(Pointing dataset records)
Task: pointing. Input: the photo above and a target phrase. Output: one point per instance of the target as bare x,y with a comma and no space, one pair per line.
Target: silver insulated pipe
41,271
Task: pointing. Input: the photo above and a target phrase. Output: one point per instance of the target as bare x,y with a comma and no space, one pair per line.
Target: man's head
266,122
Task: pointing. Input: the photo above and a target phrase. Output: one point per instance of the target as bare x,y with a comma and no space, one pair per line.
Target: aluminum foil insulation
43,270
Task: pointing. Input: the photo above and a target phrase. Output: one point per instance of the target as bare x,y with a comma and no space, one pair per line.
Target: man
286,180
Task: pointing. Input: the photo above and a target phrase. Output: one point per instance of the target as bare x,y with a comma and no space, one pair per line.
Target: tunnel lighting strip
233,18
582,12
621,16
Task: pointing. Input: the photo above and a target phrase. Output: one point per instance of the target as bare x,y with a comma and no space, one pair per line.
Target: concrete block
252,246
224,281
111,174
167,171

* [REQUIREMENT]: Return every one of the records above verbatim, line for line, with nothing added or changed.

* [CORRECT RESULT]:
Task: pointing. Input: the photo above and a target phrase. Output: one point per instance of the target as bare x,y with a comma and no space, one pair per line.
Target: silver insulated pipe
41,271
Task: pointing. Input: the photo above and a target phrase. Output: one point per instance of the target as bare x,y with a comma and no space, one pair per line.
Target: man's head
266,122
Task: pointing. Input: the photo above and a target phrase. Output: one point per instance of the target as bare x,y with a comma and no space, one pair per line.
Target: aluminum foil insulation
43,270
Task: pointing. Input: the photo above and a target phrase. Output: one point per instance of the target as bare x,y with a comma and no space, one pair per line.
Target: man
286,180
Task: pointing. Input: the photo above and a target phrase. Output: one point per instance of the target as bare x,y with a comma and no space, one pair per line.
Target: tunnel lighting strip
233,18
582,12
621,16
Task: pointing. Input: the photo above and a target phrase. Output: one point per instance of the target as bare x,y with a comma and no space, one pair per line.
Target: concrete block
252,246
224,281
111,174
167,171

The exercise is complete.